* **CO NALEŻY ZROBIĆ**
Podaj każdy wiersz poniższego wykazu, w którym występuje ciąg „person”. Wielkość liter ma znaczenie.

* **PODANY WYKAZ**
□ □ □

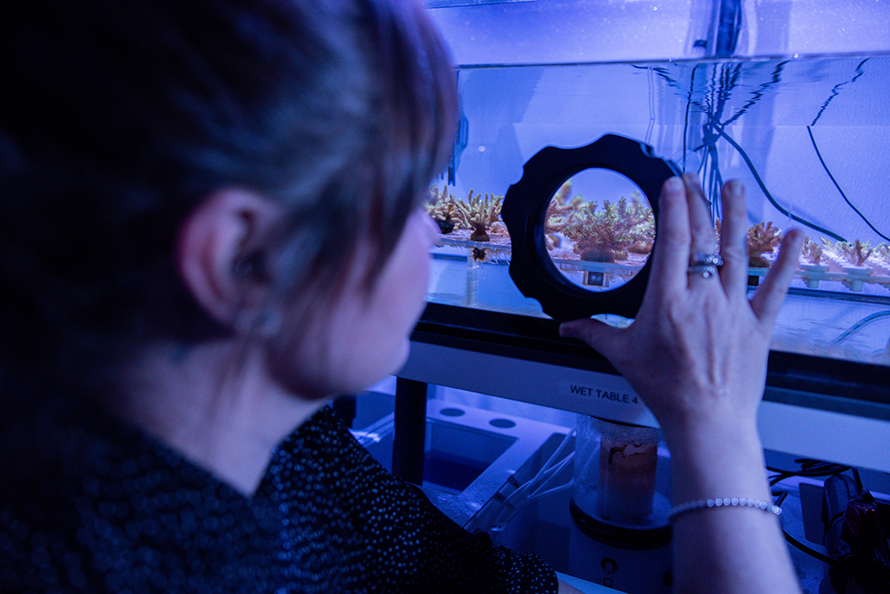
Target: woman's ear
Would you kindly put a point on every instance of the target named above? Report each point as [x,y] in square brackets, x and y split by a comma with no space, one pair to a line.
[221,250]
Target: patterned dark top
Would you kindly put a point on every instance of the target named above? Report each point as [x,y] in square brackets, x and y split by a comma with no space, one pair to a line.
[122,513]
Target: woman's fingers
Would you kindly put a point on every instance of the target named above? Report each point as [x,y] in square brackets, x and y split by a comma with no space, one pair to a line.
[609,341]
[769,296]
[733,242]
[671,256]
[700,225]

□ □ □

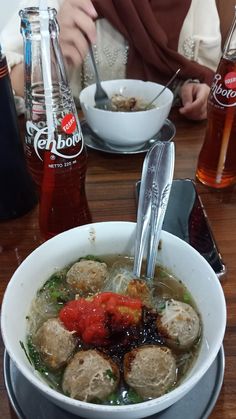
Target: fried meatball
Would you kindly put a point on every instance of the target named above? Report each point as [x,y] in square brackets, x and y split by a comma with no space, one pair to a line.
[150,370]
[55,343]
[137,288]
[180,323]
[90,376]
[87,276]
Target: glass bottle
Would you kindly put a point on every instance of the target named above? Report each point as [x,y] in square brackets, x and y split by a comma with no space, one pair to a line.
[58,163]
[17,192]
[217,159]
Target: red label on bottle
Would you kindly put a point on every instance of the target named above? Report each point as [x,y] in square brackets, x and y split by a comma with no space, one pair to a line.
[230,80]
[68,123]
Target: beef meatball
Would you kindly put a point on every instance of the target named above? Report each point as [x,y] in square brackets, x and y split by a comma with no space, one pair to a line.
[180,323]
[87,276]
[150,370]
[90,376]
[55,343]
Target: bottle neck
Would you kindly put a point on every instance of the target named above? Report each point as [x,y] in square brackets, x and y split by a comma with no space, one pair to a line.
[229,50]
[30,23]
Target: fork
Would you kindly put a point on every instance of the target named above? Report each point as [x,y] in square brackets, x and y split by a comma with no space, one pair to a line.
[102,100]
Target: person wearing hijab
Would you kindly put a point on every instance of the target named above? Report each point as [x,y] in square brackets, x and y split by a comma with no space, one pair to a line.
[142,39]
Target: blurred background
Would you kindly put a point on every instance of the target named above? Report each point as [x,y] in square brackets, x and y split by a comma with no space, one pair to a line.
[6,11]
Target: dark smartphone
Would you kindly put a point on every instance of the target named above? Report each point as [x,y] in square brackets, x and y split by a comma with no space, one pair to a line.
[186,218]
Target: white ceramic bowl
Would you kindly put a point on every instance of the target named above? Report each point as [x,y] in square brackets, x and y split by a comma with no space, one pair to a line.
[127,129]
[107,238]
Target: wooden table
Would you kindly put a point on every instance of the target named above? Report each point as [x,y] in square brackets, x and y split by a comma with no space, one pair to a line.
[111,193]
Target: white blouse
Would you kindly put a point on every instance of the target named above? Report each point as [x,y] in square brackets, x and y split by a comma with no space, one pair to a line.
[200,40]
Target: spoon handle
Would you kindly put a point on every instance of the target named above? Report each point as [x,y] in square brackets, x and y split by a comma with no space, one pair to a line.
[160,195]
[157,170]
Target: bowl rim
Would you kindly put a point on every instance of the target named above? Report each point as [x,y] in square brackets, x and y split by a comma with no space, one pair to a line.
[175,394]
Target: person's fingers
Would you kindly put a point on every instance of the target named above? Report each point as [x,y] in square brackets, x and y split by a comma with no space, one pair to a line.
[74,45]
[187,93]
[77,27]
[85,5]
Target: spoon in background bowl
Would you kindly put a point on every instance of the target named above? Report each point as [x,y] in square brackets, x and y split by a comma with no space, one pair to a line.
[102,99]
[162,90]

□ □ □

* **ODPOWIEDŹ**
Target: person wearing hijab
Target: person's fingers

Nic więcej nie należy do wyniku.